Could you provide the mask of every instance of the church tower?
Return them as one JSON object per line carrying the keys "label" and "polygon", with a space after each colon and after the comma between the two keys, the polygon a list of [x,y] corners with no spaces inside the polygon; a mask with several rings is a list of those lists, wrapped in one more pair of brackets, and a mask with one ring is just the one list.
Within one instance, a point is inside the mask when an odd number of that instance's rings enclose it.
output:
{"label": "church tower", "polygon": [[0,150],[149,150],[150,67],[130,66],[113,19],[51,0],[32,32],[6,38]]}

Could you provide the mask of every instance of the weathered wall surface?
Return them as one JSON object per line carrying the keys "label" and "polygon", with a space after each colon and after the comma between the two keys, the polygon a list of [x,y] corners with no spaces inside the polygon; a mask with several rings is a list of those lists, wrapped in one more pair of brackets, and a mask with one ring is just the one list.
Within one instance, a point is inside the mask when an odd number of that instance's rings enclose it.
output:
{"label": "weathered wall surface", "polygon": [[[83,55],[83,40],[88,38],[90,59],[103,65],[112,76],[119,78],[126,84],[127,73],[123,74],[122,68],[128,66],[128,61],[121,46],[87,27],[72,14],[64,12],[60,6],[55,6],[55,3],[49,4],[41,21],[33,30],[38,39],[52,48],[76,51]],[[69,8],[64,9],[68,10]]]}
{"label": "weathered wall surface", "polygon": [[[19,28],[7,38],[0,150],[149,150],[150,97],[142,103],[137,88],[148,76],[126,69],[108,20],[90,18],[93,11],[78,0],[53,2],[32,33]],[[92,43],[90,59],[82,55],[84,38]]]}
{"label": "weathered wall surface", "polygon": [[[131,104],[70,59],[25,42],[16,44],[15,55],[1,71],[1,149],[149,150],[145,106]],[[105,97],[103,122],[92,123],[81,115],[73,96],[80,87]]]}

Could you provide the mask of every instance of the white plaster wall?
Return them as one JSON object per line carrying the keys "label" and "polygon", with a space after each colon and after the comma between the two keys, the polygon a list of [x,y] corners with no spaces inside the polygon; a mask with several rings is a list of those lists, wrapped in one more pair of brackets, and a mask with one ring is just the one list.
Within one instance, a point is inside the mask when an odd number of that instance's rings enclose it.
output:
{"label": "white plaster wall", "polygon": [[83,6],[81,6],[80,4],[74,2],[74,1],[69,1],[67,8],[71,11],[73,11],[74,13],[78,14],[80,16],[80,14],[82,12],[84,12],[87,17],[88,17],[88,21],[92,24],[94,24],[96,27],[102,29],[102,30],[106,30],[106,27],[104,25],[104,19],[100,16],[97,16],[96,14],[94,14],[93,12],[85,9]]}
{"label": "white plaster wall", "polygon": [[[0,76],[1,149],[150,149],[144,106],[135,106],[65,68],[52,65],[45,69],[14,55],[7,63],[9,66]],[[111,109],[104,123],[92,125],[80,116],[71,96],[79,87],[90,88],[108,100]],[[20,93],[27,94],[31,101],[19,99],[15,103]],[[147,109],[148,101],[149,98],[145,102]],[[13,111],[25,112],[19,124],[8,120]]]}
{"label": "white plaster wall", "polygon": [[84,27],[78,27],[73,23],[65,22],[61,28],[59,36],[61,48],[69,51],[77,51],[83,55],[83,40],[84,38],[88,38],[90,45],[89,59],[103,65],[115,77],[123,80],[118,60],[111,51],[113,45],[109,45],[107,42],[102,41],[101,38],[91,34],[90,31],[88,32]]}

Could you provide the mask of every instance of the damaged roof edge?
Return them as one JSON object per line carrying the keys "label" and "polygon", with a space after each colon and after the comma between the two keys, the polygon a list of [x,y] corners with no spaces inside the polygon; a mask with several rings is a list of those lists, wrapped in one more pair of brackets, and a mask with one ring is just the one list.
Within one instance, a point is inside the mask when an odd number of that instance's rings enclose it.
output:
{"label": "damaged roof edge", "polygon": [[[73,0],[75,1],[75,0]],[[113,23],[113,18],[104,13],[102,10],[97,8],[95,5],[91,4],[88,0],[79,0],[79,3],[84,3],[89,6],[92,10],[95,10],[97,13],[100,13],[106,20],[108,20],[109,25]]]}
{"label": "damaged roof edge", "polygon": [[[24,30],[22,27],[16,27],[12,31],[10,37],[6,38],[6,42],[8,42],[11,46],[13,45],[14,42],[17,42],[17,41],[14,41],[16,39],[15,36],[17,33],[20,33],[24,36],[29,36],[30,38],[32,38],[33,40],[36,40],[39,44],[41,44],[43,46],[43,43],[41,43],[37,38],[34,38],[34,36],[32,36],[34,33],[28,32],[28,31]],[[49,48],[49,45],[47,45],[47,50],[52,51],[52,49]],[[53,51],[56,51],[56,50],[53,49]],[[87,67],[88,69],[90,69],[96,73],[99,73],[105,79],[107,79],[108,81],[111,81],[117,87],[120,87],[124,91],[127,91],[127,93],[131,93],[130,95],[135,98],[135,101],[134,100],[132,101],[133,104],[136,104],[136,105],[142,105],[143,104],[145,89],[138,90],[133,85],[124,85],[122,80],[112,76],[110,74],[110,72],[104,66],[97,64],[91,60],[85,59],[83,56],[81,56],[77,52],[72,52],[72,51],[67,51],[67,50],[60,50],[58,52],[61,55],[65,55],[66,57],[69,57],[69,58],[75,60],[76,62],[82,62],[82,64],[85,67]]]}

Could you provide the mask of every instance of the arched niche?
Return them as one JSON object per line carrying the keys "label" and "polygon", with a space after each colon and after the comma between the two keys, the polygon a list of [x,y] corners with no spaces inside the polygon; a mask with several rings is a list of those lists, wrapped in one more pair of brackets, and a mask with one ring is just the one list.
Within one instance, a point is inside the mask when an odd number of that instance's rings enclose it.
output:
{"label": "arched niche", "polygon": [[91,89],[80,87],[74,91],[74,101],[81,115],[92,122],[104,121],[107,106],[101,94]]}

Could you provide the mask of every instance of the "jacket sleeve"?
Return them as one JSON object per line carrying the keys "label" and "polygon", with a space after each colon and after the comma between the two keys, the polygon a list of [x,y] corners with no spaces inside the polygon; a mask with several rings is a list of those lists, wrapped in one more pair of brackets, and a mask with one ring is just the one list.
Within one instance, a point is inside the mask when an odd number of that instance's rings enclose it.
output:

- - -

» What to produce: Please count the lines in the records above that contain the string "church" and reply with only that number.

» Task solution: 2